═════ ROWS ═════

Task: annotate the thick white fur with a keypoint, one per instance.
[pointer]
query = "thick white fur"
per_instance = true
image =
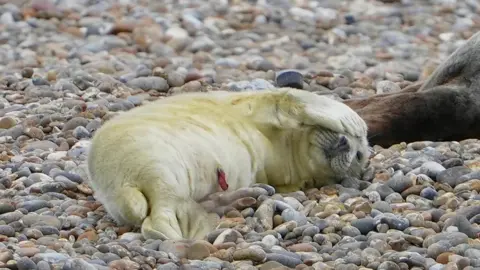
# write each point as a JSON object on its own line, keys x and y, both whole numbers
{"x": 151, "y": 165}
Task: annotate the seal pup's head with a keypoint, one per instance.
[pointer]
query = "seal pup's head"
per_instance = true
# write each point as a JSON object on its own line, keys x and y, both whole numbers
{"x": 341, "y": 156}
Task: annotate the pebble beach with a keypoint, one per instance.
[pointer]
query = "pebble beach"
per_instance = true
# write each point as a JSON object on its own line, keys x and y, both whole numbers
{"x": 68, "y": 66}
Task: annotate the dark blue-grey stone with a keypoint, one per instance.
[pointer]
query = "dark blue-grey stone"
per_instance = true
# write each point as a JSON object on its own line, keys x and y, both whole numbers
{"x": 289, "y": 78}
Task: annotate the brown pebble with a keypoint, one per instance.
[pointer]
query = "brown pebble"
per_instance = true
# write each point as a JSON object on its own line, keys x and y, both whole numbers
{"x": 51, "y": 75}
{"x": 27, "y": 72}
{"x": 277, "y": 220}
{"x": 412, "y": 190}
{"x": 250, "y": 254}
{"x": 34, "y": 133}
{"x": 28, "y": 252}
{"x": 302, "y": 247}
{"x": 225, "y": 254}
{"x": 123, "y": 264}
{"x": 90, "y": 235}
{"x": 272, "y": 265}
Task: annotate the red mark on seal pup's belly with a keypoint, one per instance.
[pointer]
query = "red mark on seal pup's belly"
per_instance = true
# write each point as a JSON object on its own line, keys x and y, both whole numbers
{"x": 222, "y": 180}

═════

### EXERCISE INSTRUCTIONS
Give the lines from the one containing "Task: annotate the brown" through the last line as a JSON list of strings, one string per line, leaving out blank lines.

### WRITTEN ANSWER
[
  "Task: annotate the brown pebble with a keypoint, one per instance.",
  "[pointer]",
  "query = \"brown pebble\"",
  "per_instance = true",
  "# write each point as a JSON object on its own line, keys x and y, both whole numbers",
  "{\"x\": 51, \"y\": 75}",
  "{\"x\": 27, \"y\": 72}",
  "{\"x\": 277, \"y\": 220}",
  "{\"x\": 412, \"y\": 190}",
  "{\"x\": 250, \"y\": 254}",
  "{\"x\": 34, \"y\": 133}",
  "{\"x\": 28, \"y\": 252}",
  "{\"x\": 302, \"y\": 247}",
  "{\"x\": 225, \"y\": 254}",
  "{\"x\": 123, \"y\": 264}",
  "{\"x\": 90, \"y\": 235}",
  "{\"x\": 272, \"y\": 265}",
  "Task: annotate the red mark on seal pup's belly with a keypoint, one per instance.",
  "[pointer]",
  "query = \"red mark on seal pup's belly\"",
  "per_instance = true",
  "# write each point as a JSON object on its own line, keys x and y, both whole numbers",
  "{\"x\": 222, \"y\": 180}"
]